Return each line of the data below exactly, omitting any pictures.

>> BEGIN Stored rows

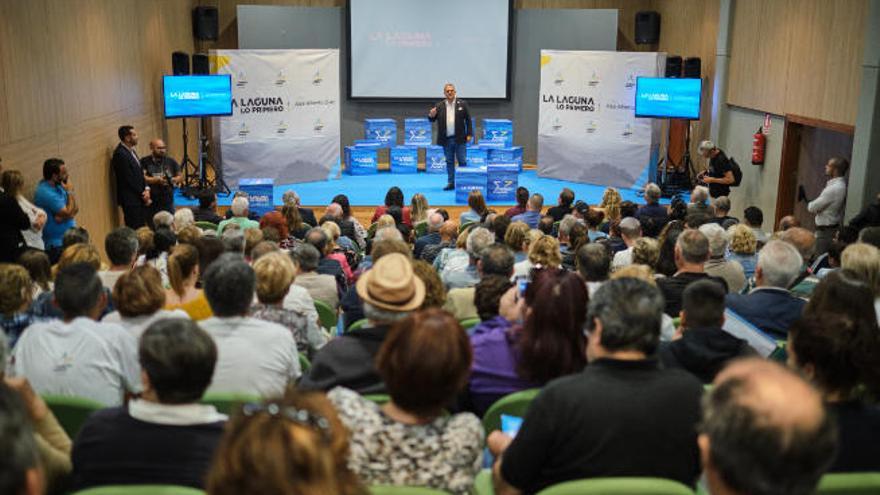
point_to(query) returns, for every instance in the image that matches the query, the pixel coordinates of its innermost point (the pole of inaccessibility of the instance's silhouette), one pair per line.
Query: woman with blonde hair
(183, 276)
(295, 445)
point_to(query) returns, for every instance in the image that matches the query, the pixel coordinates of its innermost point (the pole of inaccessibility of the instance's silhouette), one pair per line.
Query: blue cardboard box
(498, 130)
(260, 194)
(502, 181)
(417, 132)
(405, 159)
(435, 159)
(467, 179)
(382, 130)
(360, 160)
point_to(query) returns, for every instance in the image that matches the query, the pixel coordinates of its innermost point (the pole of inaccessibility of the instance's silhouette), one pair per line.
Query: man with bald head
(764, 431)
(162, 174)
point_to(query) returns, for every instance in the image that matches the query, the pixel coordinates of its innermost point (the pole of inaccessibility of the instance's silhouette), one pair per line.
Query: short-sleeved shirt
(445, 454)
(82, 358)
(53, 199)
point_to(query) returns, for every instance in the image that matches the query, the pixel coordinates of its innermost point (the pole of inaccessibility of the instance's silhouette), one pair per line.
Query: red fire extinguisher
(759, 142)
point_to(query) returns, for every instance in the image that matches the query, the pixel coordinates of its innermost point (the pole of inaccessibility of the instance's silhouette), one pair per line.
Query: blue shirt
(53, 199)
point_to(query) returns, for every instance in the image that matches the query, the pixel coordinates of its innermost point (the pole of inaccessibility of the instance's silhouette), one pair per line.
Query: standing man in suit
(132, 191)
(454, 130)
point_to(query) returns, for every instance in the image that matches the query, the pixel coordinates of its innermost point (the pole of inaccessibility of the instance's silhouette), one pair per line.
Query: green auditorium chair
(71, 412)
(515, 404)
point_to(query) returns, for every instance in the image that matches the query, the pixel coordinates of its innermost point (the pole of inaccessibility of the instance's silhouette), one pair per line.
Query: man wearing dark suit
(132, 191)
(454, 130)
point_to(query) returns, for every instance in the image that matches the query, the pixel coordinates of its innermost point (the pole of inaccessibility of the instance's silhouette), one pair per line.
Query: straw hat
(391, 284)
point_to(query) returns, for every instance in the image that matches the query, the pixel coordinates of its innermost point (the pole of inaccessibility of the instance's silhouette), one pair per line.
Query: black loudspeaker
(673, 66)
(692, 67)
(206, 23)
(201, 67)
(647, 27)
(180, 63)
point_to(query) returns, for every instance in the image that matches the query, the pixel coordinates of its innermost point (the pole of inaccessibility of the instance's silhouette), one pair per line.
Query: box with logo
(468, 179)
(498, 130)
(382, 130)
(260, 194)
(502, 181)
(435, 159)
(417, 132)
(405, 159)
(512, 154)
(477, 156)
(360, 160)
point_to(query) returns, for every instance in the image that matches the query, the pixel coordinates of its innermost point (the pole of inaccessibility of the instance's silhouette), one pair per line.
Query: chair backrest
(326, 314)
(227, 403)
(849, 484)
(618, 486)
(71, 412)
(140, 490)
(515, 404)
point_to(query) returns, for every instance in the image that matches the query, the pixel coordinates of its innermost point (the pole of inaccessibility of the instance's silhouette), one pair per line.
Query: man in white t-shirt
(254, 356)
(77, 355)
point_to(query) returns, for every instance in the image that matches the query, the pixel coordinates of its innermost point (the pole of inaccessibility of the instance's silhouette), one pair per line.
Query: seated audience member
(321, 287)
(563, 205)
(721, 210)
(543, 252)
(292, 445)
(770, 306)
(165, 436)
(653, 216)
(838, 354)
(424, 362)
(77, 355)
(476, 208)
(139, 300)
(593, 264)
(389, 291)
(275, 273)
(612, 410)
(743, 248)
(394, 197)
(691, 253)
(548, 344)
(522, 199)
(717, 265)
(533, 212)
(702, 347)
(15, 299)
(207, 210)
(630, 232)
(184, 270)
(432, 237)
(764, 431)
(239, 211)
(496, 259)
(478, 240)
(121, 247)
(255, 357)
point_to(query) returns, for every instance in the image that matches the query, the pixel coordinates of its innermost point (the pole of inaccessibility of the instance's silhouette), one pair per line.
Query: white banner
(587, 130)
(285, 122)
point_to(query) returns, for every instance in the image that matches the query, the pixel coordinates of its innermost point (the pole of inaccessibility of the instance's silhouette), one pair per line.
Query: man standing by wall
(454, 130)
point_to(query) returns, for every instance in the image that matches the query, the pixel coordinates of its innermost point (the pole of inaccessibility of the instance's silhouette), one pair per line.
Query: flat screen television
(660, 97)
(197, 96)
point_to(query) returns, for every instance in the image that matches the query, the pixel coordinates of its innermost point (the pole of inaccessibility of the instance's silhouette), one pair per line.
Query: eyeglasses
(302, 417)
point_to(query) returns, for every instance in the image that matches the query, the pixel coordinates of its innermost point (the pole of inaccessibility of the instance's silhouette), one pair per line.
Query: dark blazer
(463, 124)
(130, 181)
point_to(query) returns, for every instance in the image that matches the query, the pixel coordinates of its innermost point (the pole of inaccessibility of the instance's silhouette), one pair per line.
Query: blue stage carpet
(369, 190)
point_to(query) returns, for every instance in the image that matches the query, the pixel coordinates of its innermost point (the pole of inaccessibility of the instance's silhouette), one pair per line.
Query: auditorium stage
(369, 190)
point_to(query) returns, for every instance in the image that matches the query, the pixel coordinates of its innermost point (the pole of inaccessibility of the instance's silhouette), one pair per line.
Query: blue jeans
(453, 150)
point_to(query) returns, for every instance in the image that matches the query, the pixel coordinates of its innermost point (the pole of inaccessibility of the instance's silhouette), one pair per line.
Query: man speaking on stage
(454, 130)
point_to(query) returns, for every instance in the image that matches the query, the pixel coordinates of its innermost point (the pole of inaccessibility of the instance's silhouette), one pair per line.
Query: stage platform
(369, 190)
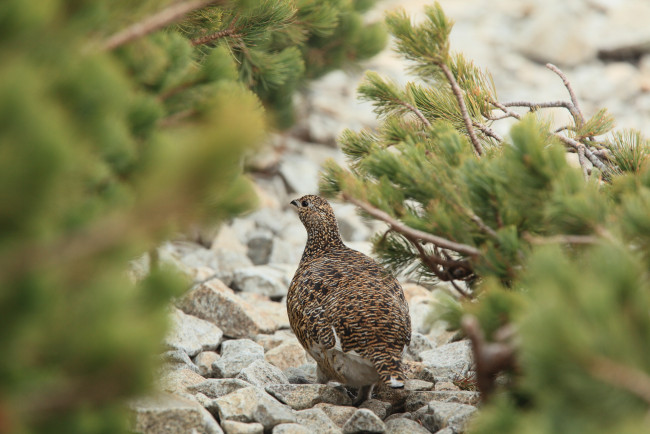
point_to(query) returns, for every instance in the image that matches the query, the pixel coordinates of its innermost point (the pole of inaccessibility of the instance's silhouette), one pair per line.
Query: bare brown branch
(463, 108)
(400, 227)
(490, 357)
(574, 100)
(154, 22)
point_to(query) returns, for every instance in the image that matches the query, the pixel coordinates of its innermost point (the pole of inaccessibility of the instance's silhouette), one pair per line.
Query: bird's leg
(364, 394)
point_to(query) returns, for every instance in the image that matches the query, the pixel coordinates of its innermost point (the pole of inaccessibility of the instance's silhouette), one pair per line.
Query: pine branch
(574, 99)
(154, 22)
(230, 31)
(583, 162)
(463, 108)
(623, 376)
(489, 131)
(405, 230)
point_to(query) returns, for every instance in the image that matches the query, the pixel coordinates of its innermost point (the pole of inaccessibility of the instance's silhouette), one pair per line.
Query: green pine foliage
(556, 253)
(277, 44)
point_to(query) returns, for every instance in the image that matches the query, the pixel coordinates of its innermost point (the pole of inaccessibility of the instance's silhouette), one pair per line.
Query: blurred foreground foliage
(549, 261)
(112, 140)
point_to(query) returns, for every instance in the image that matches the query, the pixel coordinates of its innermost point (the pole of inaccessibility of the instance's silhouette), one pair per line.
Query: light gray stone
(317, 421)
(290, 428)
(262, 373)
(252, 404)
(302, 396)
(234, 427)
(204, 361)
(449, 360)
(215, 302)
(178, 359)
(419, 343)
(401, 425)
(191, 334)
(380, 408)
(261, 279)
(172, 414)
(237, 354)
(339, 414)
(417, 400)
(215, 388)
(178, 381)
(438, 415)
(289, 354)
(300, 174)
(364, 421)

>> END Stored rows

--- Solution ---
point_to(query) returns, for every instance in the image that matches the query, the pixel coordinates of its innermost point (the pole of inaccessibility of the instance's silhouette), one pair per line.
Query: woman with blonde hair
(183, 276)
(295, 445)
point_to(query) returns, for every instance in the image that matches the query, the pixel coordinates of its innermost point (the pole of inaccessibility of the instance's silhouette), one pair per line.
Query: blue cardboard box
(498, 130)
(260, 194)
(502, 181)
(417, 132)
(405, 159)
(435, 159)
(467, 179)
(382, 130)
(360, 160)
point_to(query) returns, for every instance in the image that matches the query, the pixel coordinates of its innermost point (the pole of inaccessibility of the instance's silhouette), one pair per line.
Query: man with bald head
(764, 431)
(162, 174)
point_to(query) returns, for every instance in the image that matches the query, the pixel coordinates of its innermost point (the pole of inaccessibility of the instance's silhouette), one pair per line.
Query: short-sleeved shirt
(445, 454)
(82, 358)
(53, 199)
point_to(query) returns, for every instance in the image that matches the query, the pixel coordinates of its innermost point (the pole of inaccessibility of the instance's silhouette), one pair per line.
Query: red fire extinguisher
(759, 142)
point_to(query) returns, for every instance in the image that matches the query, the pixel coordinates of its innermost point (the pole of inaccessibility of the instance's silhouette), one pair per line.
Query: blue shirt
(53, 199)
point_to(query) returns, for every instance in the image that matches the query, the pixel coordinates of its innermost point (the pole of inaccessibility of the instance's silhouette), one pair per line.
Query: standing man in suit
(132, 191)
(454, 130)
point_to(query) returns, for every instance in the image that matches the query, the pixel coordinates of its innermost point (the pole of inaccessibility of the instance's silhouette), one pair per line.
Query: green auditorium chair
(71, 412)
(515, 404)
point_to(query) returns, for every instance in the image that matches the query, the pixel coordinates of its innermost point (the pole of inaccessibility of the instance's silhouette), one pair per line.
Query: man wearing dark suit
(132, 191)
(454, 130)
point_to(query) returns, for every instance in the image that matches the query, the pixel coordinates of its innermost point (the pole of inaccessibility of the instance's silhouette), one pair per line.
Query: straw hat
(391, 284)
point_to(query) returns, for every instance in the image that matches the query, the pixel coordinates of its innermost point (the pole of inaccessibility of the instance's silhouette), one pair per line.
Query: black loudspeaker
(673, 66)
(692, 67)
(206, 23)
(201, 67)
(647, 27)
(180, 63)
point_to(query) returns, for every instance in the image that matches the query, the pixel coordinates of its innermost point (the pole of inaccessibility of the instance's silhouette), one pair per line.
Query: box with logo
(468, 179)
(498, 130)
(382, 130)
(260, 194)
(502, 181)
(435, 159)
(417, 132)
(405, 159)
(512, 154)
(477, 156)
(360, 160)
point_to(query) returns, for every instance in the image that matches the query, the pixel coordinates of its innermost point (the pole of inaccessibility of the instance's silhouette), one pair per line.
Query: chair backrest
(326, 314)
(227, 403)
(849, 484)
(618, 486)
(71, 412)
(140, 490)
(515, 404)
point_to(query) returns, for every instance in the image that matches the query, the pixel coordinates of its innermost point (the pole of inaccessibility of the instance's silhouette), one pair per line.
Query: man in white t-shirt
(254, 356)
(77, 355)
point_to(query) returns, for every instance in the image that matches the query, the pixel coordinates of its innermost point (the pole of inaccessibility of the instance's silhouette), one pair per line.
Query: seated audience member
(321, 287)
(563, 205)
(721, 210)
(543, 252)
(292, 445)
(770, 306)
(165, 436)
(653, 216)
(838, 354)
(424, 362)
(77, 355)
(476, 208)
(139, 300)
(593, 264)
(389, 291)
(275, 273)
(612, 410)
(743, 248)
(394, 197)
(691, 253)
(548, 344)
(522, 199)
(717, 265)
(533, 212)
(702, 347)
(15, 299)
(207, 210)
(630, 232)
(184, 270)
(432, 237)
(764, 431)
(239, 211)
(496, 259)
(478, 240)
(121, 247)
(255, 357)
point_to(query) returns, for every instance in the image that matches the query, the pixel coordinates of its innermost point (the pole of inaccessibility of the instance's silhouette), one pair per line.
Query: white banner
(587, 130)
(285, 122)
point_to(query) returns, for every instance in the image that matches the query, the pixel coordinates of its innermost point (the pole of inaccessibility of the instance's silhouette), one pair per line.
Query: man standing by wall
(454, 130)
point_to(query) returns, for every instance in the image that matches the query, the pixel coordinates of its innermost point (the pole of inaccessibility of the instance's silhouette), one pair per line.
Query: flat screen television
(660, 97)
(197, 96)
point_to(query) returns, for every instance in the image that matches the query, the pixel coordinates of its innermost point (the pole of inaccessibility of the instance's silhouette), one pair per line.
Query: eyeglasses
(302, 417)
point_to(query) returns, for every instance in the image that matches the query, the pixel coordinates of its innermost point (the pole of inaccessibility of the instance's silhouette), one pair per line.
Query: dark blazer
(463, 124)
(130, 181)
point_to(query) returns, for every instance in the image that matches the query, the pixel coordinates of its innermost point (the pole of inaccessibility of the instance's silhouette), one pair per line.
Query: blue stage carpet
(369, 190)
point_to(query) returns, for every instance in the image that matches the query, the pixel coordinates of its innermost point (the pole of inaccessibility of the instance's silhouette), one pair per line.
Query: auditorium stage
(369, 190)
point_to(query) returns, for every instance in the image that matches the query, the pixel coordinates of its innermost point (the pole of inaccessibility of the instance's silhouette), one pair per line.
Query: blue jeans
(453, 150)
point_to(query) returns, for every instance in the image that matches the query, the pixel coordinates of its innermost point (the pole of inaccessibility of the instance's silhouette), one pair per line.
Query: man speaking on stage
(454, 130)
point_to(query) returns, for every instance in the image that matches the query, the pixel coordinates of its innermost point (the pole of inaccessibility of the instance's silhouette), one pair per line.
Query: stage platform
(369, 190)
point_to(query) returns, for every instance in the image that matches the query, the pixel coordinates of its innermost point (the pole of inaccessibility of the instance's silhouette), one pair per line.
Query: bare brown branch
(463, 108)
(400, 227)
(490, 357)
(574, 100)
(154, 22)
point_to(query) returns, for every instance in the image that matches the query, the pixel coordinates of its innermost point (the pole of inaccessibility of the instance's silhouette), one pair per line.
Query: bird's leg
(364, 394)
point_to(query) returns, for every instance in the image that matches the query, the pixel coordinates of its innermost point (the pole of inaccessibility of the instance's silhouette), one pair per line.
Query: pine branch
(574, 99)
(154, 22)
(230, 31)
(583, 162)
(463, 108)
(623, 376)
(489, 131)
(405, 230)
point_to(query) returns, for every instance in the image that matches the query, the pixel coordinates of its innermost point (the pole of inaccessibility of the instance's silhouette), one pair per line.
Query: green pine foliage
(556, 253)
(277, 44)
point_to(query) returns, for every instance in the image that matches the query, the pixel coordinates of its innermost point (the pole of inaccessibility of the instance's silhouette), one pair per line.
Query: blurred foreground foliage
(549, 261)
(112, 140)
point_to(query) returns, for every instance in the image that matches the query, the pixel coordinates of its innermost point (the pole of inaccessibility of the instance's silhouette), one pair per line.
Query: light gray stone
(317, 421)
(290, 428)
(262, 373)
(252, 404)
(302, 396)
(234, 427)
(204, 361)
(449, 360)
(215, 302)
(178, 359)
(419, 343)
(401, 425)
(191, 334)
(380, 408)
(261, 279)
(172, 414)
(237, 354)
(339, 414)
(417, 400)
(215, 388)
(178, 381)
(438, 415)
(289, 354)
(300, 174)
(364, 421)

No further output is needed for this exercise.